> OBJECTIVE 1
Translate into Spanish this sentence from the review of AirEffect: "There is an ever-present soft white wind, which gives a sense of cold."
> OBJECTIVE 2
Answer these questions using the review of AirEffect:
(a) What does Fennesz most often combine to create his works?
(b) What instruments do the two members of OZmotic play?
(c) What range of sounds in the field recordings does the review give?
> OBJECTIVE 3
Repeat word for word the part of the review of AirEffect that begins at the words "The mood is" and ends after the words "to tiny droplets.".
** Start of EXCERPTED PASSAGE **
Christian Fennesz is a veteran artist in the 'art ambient' scene, creating texturally exact and melodically expressive works, most often with a combination of guitar, piano and electronic processing.  OZmotic is less familiar to me, an Italian soundscape duo comprised of a soprano sax player and a percussionist, who both utilize electronic processing.

Their debut collaboration "AirEffect" is a kind of eerie, understated electronic downtempo with a stagnant swamp vibe.  Sluggish, dissonant solos from various instruments waft like sickly smoke across a fogged landscape.  The sounds they've created represent a marriage of musique concrete, glitch electronic, field recordings and instrumental improvisation.

The mood is often lonely, desolate or unsettled, but without an immediate urgency.  There is an ever-present soft white wind, which gives a sense of cold.  The sound has an uneventful serenity that draws the listener into its minute details, which are myriad.  Certainly, this is a greatly more complex and layered soundscape than is found on most Fennesz solo recordings, with field recordings tucked into every crevice and corner, from metallic creaks to tiny droplets.
** End of EXCERPTED PASSAGE **
** Start of DATA SUPPLIED **
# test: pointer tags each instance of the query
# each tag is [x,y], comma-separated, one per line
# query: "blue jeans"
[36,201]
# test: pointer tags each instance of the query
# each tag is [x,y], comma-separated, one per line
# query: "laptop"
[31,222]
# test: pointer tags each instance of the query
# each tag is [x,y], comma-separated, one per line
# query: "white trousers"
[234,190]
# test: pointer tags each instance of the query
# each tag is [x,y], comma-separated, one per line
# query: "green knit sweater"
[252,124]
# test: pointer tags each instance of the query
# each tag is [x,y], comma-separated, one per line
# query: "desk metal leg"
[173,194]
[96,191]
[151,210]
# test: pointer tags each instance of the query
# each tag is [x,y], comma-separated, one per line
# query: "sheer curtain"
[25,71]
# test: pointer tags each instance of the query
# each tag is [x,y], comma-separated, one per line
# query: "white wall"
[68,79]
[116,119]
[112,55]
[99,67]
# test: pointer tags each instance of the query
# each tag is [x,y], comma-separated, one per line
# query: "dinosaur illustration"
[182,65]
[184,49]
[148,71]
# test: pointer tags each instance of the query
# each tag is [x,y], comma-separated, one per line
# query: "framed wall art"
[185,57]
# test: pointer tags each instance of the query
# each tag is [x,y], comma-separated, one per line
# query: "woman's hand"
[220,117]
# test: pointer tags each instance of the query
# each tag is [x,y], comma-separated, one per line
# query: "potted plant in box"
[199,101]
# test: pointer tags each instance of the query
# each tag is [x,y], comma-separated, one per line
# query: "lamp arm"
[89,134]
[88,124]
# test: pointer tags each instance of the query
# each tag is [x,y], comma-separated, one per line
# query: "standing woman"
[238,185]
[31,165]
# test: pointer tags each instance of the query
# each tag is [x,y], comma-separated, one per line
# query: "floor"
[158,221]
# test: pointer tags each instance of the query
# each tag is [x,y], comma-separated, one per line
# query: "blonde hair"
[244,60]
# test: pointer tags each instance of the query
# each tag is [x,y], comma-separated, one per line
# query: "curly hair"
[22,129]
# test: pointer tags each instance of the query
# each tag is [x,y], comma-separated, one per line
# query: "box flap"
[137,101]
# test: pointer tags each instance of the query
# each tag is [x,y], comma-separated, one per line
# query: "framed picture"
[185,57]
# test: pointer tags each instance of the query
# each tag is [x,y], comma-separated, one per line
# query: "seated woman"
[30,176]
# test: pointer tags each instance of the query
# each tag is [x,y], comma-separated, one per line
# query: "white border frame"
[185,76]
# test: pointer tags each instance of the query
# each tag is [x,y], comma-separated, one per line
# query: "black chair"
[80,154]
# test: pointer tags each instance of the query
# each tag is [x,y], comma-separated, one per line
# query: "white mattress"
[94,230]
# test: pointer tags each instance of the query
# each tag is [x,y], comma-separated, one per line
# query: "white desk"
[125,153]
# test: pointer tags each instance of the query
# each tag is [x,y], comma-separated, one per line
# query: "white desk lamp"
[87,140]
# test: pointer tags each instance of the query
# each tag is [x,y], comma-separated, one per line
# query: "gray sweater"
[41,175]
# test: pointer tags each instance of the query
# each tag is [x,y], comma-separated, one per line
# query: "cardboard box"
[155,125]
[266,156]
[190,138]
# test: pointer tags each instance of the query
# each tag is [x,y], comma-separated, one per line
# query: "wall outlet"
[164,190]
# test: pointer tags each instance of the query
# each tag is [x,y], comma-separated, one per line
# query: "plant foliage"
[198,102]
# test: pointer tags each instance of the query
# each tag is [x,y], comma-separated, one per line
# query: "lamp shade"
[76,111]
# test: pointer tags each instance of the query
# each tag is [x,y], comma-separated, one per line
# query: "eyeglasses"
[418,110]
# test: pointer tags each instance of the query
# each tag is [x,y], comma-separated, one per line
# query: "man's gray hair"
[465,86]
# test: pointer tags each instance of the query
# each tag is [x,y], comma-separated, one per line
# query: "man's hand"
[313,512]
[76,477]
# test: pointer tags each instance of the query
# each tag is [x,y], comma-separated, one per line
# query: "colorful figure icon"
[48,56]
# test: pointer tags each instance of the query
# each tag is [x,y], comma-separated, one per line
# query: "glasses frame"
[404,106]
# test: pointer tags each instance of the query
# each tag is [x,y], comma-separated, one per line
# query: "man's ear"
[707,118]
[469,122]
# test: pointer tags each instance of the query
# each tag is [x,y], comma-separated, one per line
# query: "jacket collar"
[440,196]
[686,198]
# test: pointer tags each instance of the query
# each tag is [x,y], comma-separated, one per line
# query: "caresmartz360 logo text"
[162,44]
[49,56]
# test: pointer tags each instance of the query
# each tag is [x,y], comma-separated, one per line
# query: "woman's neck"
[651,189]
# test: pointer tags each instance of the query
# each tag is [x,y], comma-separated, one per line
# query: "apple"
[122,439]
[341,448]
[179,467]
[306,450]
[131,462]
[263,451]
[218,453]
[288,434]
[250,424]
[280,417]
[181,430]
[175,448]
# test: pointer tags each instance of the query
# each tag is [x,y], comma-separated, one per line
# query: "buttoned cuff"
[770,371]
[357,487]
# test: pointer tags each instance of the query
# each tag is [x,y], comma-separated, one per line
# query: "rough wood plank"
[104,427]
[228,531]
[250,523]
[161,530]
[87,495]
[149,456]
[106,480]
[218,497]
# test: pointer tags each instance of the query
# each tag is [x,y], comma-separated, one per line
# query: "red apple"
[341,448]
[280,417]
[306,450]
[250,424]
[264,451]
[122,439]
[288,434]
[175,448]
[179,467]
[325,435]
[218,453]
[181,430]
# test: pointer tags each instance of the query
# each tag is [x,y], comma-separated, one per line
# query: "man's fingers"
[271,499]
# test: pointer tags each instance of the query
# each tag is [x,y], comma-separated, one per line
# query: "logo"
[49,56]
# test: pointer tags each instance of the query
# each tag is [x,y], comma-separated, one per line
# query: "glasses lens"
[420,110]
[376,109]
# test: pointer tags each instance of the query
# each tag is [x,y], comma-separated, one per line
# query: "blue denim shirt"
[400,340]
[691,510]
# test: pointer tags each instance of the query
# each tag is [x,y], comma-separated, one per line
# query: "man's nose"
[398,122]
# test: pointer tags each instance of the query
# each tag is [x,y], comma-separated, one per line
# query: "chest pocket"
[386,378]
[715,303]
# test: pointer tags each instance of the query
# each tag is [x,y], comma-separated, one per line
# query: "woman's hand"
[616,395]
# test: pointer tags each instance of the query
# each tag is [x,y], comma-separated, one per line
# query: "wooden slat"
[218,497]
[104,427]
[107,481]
** End of DATA SUPPLIED **
> WORKED ANSWER 1
Hay un viento blanco y suave siempre presente, que da una sensación de frío.

> WORKED ANSWER 2
(a) Guitar, piano and electronic processing.
(b) Soprano sax and percussion.
(c) Metallic creaks to tiny droplets.

> WORKED ANSWER 3
The mood is often lonely, desolate or unsettled, but without an immediate urgency.  There is an ever-present soft white wind, which gives a sense of cold.  The sound has an uneventful serenity that draws the listener into its minute details, which are myriad.  Certainly, this is a greatly more complex and layered soundscape than is found on most Fennesz solo recordings, with field recordings tucked into every crevice and corner, from metallic creaks to tiny droplets.